# Objectives:
**1.** In the launch speech about The Invisible Rider, why did the workshop leaders have participants draw characters from a hat? Answer in one to three sentences.
**2.** According to the launch speech about The Invisible Rider, what is Philip Fetch's job?
**3.** Write the next part of the launch speech about The Invisible Rider, starting after its last sentence.

# Page extract:

----

The cover and illustrations are by Gerard Crewdson

I was pleased and privileged yesterday to launch this book at the Thistle Hall in Wellington. This is my launch speech.

I was fortunate to be present at the birth of Philip Fetch. It was during a workshop on world-building that my sister Sara and I ran on four consecutive Saturdays a few years back. The workshop group figured out between themselves a plot germ, and a collection of character germs. These characters were put in a hat and everybody in the workshop picked one. (Sara’s and my plan was to try to shake the writers free of any cherished avatars or Mary-Sue characters they might have brought with them into the room.) The person Kirsten pulled out of the hat was one half of a couple who ran a garden centre. The writer who got the other half of the garden-centre couple wasn’t particularly happy to lose the beautiful young mistress of a bondage and discipline loving super-rich CEO–the character she’d brought into the room and which she really probably should have carried off again and developed! Anyway–though she wasn’t happy, for Kirsten this early-middle-aged fellow she’d had wished on her was a very happy accident. None of us–Sara, me, the group–had any idea what the character was like. A bloke, thirty-something, that was all we had. But when, the following Saturday,  Kirsten produced her piece of writing she came up with an unusual and authentic voice, and a fully formed worldview. It was like magic. And Philip was what Kirsten carried away from that world-building workshop. Some time–and baby Francis– later I got to read the manuscript of The Invisible Rider. And to meet the true and final Philip Fetch.

Philip is a husband, to Marilyn, the father of a young family, George and Charlie, a lawyer with an office in the local mall, who handles conveyancing, property, wills, the occasional divorce–those little bits of road, and bridges, and driveway in an ordinary life. He is a man who believes that cycling to work is a good thing–though he doesn’t do it often enough. He’s a man who isn’t so much keen on exercise, or self-improvement, as someone who likes to commune with the wind, and have a bit of time to himself to think. He’s a particular man, a well-intentioned man, someone who would like to save the planet, be a better husband, be a better father, a better friend. He has, like most of us, a feeling for how things should be. The shape of a good life.  But he’s frequently baffled, and better suited to acts of wish than acts of will. Though his wishes are very powerful. “I won’t die. You won’t die. You will never, ever have to make your own dinner” he thinks, in desperate benediction, at one of his children.

The Invisible Rider is a discontinuous narrative–a wonderful and under-explored form, somewhere between a collection of stories, and a novel. (The Invisible Rider‘s illustrious predecessor in New Zealand writing is, of course, Barbara Anderson’s brilliant Girls High.) In these stories–or chapters–nothing plays out the way the reader expects. Kirsten’s imagination is social, socially observant–for instance she notices the way that people disavow things they supposedly approve of in the way they talk about them: a man says, ostensibly praising his wife, “She was all for feminine rights and that sort of thing.” “Feminine”. But Kirsten doesn’t give us social satires. The fictional situations are recognizable and real, and they’re always being altered by the way the main character thinks or feels, or by someone doing something odd, strange, playful, whimsical, silly.

----

# Data lines:

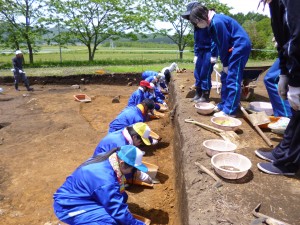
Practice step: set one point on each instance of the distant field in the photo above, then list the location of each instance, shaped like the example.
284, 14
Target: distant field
158, 58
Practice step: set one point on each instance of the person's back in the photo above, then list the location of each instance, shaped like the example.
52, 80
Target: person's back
77, 200
127, 117
148, 73
110, 141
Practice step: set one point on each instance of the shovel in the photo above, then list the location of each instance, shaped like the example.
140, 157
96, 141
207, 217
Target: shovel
226, 135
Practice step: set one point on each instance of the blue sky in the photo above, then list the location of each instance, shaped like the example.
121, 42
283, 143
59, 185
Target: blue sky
245, 6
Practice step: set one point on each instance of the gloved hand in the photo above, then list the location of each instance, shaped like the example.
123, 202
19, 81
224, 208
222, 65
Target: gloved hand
294, 97
213, 59
144, 177
283, 86
154, 141
195, 59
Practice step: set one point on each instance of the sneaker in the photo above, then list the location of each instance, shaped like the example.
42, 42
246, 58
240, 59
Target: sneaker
280, 125
221, 114
216, 109
265, 155
269, 168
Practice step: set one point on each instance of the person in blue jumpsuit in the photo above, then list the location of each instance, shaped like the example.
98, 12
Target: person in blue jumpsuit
136, 134
234, 48
148, 73
95, 193
19, 74
281, 108
140, 94
206, 53
284, 159
131, 115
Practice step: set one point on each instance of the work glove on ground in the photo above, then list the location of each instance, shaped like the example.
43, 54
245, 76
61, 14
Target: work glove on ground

----

# Task-by-task results:
**1.** Sara and the speaker wanted to shake the writers free of any cherished avatars or Mary-Sue characters they had brought into the room.

**2.** He is a lawyer with an office in the local mall.

**3.**
Philip keeps trying to come to grips with people’s real selves, but his gears are constantly slipping. This makes for magnificent bits of comedy, for instance when Phillip’s greengrocer comes in wanting a divorce, and an exchange ensues that is puzzling and exhausting for Philip, and hilarious for the reader. Let me quote a bit that’s a little after the section Kirsten intends to read, but from the same scene.

“This is my lawyer,” said the grocer. “I want a divorce.”

“What?” she said.

“You heard me,” he said.

“What lawyer?” she said.

She looked at Philip when she said it. She glanced at him as if he was just another passenger on a crowded train.

Kirsten has a lot of fun with this stuff. Frustrations and ludicrous mishaps may be trouble for the characters, but the reader is filled with affection for this anxious, gloomy, hopeful, experimenting man.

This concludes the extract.